> **EXERCISE BRIEF**:
The required output consists solely of the lines from the line containing "Would you mind tagging the chest" through the end of the records, copied exactly.

> **RECORDS FOR THE TASK**:

_ _ _ _

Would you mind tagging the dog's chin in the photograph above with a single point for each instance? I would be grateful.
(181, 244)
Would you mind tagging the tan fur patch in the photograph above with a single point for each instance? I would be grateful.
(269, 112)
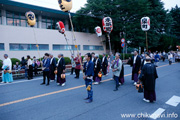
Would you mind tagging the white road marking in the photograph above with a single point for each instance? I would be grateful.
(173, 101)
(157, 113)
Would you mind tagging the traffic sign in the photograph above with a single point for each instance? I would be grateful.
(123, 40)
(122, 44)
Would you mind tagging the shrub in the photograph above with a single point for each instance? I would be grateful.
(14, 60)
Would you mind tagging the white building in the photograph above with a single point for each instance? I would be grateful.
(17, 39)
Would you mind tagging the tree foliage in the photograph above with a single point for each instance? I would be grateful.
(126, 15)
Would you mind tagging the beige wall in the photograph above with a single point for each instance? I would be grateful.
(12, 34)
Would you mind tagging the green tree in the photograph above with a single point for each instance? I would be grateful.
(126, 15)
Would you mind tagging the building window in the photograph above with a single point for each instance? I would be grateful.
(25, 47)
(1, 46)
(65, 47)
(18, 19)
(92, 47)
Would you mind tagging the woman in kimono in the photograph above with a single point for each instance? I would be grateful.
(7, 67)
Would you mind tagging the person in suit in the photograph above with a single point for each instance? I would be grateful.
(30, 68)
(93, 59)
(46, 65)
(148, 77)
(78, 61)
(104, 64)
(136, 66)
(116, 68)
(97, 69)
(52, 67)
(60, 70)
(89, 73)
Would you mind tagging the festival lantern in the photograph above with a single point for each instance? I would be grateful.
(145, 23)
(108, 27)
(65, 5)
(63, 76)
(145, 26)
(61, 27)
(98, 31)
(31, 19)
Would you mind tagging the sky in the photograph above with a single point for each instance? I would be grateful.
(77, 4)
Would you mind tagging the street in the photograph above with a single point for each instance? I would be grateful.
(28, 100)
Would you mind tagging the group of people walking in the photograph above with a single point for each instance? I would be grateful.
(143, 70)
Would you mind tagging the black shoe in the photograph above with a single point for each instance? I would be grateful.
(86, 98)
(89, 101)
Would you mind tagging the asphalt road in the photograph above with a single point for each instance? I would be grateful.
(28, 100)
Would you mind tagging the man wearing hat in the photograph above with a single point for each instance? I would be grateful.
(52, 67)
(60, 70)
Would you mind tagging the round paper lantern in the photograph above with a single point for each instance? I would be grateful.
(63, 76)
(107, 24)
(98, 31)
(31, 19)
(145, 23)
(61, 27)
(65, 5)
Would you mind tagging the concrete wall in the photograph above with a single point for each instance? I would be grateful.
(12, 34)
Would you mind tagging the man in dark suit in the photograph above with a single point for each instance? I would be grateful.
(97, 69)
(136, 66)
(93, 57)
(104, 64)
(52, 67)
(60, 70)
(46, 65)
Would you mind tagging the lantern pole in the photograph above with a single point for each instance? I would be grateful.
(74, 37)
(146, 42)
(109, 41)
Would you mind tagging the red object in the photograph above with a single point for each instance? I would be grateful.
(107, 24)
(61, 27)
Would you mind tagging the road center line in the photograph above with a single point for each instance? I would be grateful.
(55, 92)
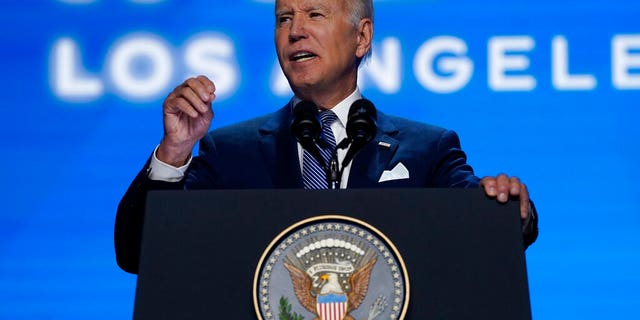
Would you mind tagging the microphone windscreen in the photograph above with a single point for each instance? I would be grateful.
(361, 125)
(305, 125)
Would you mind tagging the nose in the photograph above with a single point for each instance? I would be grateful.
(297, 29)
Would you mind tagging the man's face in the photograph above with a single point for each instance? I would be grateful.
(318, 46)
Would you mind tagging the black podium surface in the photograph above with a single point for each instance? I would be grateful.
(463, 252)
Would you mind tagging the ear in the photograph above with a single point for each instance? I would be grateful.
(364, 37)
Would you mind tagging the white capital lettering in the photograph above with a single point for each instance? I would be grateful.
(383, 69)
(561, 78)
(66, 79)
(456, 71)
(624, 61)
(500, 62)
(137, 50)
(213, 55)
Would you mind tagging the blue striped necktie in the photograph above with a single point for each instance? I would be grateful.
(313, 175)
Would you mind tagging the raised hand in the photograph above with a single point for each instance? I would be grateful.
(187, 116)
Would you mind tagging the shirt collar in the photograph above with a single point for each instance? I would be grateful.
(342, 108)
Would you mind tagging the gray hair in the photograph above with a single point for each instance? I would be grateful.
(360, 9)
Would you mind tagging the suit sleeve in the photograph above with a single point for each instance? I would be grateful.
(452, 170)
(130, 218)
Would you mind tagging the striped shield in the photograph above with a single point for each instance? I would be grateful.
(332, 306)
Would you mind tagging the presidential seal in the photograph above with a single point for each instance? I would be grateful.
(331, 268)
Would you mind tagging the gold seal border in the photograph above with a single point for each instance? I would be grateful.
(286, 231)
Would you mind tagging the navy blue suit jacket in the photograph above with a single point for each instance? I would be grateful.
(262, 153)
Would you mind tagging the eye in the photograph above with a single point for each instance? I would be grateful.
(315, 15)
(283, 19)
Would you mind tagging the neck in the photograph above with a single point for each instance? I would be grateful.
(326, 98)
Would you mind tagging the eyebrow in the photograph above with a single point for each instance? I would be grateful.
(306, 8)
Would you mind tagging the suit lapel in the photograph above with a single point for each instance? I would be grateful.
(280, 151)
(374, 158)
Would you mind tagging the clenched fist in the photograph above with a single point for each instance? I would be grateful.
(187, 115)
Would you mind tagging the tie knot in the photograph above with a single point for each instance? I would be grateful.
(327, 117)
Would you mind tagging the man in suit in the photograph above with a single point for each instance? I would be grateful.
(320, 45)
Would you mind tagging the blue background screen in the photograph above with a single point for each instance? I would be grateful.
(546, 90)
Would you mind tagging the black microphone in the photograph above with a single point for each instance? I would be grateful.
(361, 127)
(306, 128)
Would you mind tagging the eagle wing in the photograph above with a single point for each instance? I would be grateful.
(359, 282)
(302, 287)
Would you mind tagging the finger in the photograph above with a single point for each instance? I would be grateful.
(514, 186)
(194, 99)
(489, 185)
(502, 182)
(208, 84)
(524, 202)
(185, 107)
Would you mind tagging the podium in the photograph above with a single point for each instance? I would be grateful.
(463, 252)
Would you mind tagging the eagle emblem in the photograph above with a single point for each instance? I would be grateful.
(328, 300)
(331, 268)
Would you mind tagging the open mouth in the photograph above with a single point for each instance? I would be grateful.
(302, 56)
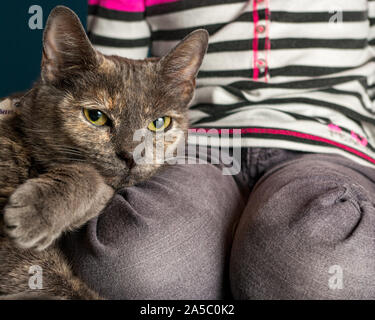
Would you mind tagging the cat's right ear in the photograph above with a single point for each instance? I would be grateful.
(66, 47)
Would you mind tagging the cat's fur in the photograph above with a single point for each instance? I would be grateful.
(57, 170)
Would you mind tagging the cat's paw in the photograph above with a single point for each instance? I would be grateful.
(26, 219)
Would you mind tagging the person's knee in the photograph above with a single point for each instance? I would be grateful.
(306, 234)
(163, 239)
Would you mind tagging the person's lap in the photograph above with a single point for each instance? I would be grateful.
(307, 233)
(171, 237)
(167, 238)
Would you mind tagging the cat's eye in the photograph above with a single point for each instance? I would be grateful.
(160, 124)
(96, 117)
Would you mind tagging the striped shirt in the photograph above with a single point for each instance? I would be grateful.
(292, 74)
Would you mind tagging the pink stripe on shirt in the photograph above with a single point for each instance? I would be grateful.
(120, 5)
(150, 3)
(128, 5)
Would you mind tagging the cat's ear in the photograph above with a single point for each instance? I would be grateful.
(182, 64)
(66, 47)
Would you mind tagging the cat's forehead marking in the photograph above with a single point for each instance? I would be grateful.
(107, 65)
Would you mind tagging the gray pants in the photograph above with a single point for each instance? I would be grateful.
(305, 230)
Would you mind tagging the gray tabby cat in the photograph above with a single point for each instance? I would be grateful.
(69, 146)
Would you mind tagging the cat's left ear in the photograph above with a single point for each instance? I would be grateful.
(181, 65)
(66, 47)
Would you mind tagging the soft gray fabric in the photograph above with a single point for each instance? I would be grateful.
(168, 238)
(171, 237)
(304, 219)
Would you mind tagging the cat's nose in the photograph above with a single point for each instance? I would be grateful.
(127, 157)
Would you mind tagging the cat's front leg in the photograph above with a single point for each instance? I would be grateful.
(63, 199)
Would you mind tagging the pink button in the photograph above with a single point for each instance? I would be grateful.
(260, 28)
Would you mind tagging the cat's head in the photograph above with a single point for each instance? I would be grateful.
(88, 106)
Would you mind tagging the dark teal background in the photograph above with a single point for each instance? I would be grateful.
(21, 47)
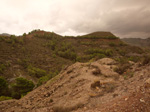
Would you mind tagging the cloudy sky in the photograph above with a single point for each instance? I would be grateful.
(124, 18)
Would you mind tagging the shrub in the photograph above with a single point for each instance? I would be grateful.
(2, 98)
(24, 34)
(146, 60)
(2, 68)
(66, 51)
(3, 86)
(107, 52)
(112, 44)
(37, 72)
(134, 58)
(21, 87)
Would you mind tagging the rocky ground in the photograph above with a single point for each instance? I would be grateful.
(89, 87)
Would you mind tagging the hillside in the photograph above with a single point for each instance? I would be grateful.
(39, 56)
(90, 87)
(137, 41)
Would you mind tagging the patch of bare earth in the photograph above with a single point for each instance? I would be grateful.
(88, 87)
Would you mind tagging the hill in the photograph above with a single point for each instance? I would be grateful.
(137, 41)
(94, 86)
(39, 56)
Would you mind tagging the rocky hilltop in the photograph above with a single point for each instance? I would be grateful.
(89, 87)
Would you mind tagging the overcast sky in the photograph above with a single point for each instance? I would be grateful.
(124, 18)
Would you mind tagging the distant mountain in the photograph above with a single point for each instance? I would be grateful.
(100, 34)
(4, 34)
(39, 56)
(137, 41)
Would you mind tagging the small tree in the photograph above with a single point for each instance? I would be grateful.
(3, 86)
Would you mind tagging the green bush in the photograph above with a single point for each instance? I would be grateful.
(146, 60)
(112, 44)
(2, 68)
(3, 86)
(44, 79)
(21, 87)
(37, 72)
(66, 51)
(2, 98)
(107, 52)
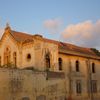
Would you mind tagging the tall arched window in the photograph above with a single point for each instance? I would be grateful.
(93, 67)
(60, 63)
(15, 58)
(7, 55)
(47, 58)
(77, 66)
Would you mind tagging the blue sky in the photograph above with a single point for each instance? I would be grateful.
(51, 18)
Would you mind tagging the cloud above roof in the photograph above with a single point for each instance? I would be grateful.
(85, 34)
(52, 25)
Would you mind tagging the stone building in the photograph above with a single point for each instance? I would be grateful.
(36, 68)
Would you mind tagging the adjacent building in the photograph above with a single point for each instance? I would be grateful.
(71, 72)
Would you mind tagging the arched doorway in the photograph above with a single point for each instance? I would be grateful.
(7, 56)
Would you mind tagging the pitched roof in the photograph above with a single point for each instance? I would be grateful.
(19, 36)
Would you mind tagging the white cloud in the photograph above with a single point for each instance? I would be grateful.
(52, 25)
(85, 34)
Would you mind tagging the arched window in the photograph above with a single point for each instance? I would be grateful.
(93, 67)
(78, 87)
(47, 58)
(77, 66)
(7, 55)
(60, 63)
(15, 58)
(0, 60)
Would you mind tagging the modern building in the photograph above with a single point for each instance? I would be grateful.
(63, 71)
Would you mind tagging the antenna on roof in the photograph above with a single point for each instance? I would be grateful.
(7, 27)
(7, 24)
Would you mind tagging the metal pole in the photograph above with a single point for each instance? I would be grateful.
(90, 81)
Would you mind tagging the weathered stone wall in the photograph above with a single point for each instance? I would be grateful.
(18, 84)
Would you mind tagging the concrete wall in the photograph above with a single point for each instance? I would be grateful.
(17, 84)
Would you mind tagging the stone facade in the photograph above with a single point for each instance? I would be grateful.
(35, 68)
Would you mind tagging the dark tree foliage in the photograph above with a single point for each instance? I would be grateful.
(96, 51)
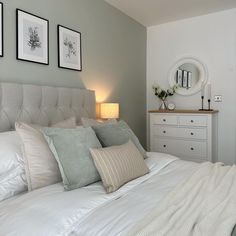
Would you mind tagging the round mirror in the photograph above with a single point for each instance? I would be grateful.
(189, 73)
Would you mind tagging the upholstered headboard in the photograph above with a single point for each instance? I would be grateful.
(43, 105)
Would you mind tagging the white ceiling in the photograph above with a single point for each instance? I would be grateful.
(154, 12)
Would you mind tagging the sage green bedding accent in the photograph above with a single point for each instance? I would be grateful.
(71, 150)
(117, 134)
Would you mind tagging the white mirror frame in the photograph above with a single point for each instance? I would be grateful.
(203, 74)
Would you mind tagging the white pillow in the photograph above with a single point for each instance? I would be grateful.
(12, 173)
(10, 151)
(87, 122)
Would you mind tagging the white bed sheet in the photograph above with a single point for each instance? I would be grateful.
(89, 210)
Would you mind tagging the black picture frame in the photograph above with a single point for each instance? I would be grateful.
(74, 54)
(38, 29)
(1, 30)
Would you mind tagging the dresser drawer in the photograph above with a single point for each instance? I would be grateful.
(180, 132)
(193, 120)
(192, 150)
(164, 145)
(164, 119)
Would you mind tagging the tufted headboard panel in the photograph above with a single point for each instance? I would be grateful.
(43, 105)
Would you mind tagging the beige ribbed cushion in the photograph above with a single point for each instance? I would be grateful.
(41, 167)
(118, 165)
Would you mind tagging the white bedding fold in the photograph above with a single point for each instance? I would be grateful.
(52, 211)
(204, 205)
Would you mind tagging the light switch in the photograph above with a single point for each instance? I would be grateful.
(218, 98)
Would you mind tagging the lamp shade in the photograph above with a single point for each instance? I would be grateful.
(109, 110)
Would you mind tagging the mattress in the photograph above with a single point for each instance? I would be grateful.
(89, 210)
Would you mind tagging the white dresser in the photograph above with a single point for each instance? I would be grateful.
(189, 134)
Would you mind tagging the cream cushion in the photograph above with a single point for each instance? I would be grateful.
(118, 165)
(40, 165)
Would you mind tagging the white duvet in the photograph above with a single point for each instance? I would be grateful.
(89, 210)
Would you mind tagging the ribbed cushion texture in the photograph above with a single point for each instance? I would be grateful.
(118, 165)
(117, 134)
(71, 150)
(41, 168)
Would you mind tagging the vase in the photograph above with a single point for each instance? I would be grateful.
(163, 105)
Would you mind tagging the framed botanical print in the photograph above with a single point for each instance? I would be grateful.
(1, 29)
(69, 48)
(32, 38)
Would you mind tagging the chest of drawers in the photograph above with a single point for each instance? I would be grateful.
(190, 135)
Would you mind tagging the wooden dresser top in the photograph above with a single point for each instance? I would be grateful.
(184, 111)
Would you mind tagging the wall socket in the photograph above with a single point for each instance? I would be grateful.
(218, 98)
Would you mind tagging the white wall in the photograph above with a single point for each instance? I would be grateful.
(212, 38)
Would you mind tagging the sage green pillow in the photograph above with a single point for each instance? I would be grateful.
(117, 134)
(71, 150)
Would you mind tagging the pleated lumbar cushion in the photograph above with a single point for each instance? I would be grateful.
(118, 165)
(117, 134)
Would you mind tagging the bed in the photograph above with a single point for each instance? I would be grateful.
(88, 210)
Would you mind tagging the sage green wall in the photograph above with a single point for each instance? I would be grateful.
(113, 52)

_ _ _ _

> **THE SOLUTION**:
Would you mind tagging the chest of drawers in the photograph above with a single point for each instance? I would be grateful.
(190, 135)
Would you mind tagging the wooden dresser top in the photograph above with a single point for each instance? I would be grateful.
(184, 111)
Would you mind tagging the wall socket in the photograph above with a single point for each instance? I would be grateful.
(218, 98)
Would you mind tagging the white wall in the photograph above with a single point for each instance? I would be grateful.
(212, 38)
Would you mind tagging the sage green pillow in the photograph above with a single point for each instance? I would be grateful.
(117, 134)
(71, 150)
Would you mind tagging the pleated lumbar cushion in the photograph above with a single point for each instance? I would be grateful.
(118, 165)
(117, 134)
Would you mind tagging the bed in the photograph above with a single point for each instance? I would be grateful.
(88, 210)
Would you mind tagging the sage green wall in the photograph above with a single point for each instance? I would be grateful.
(113, 52)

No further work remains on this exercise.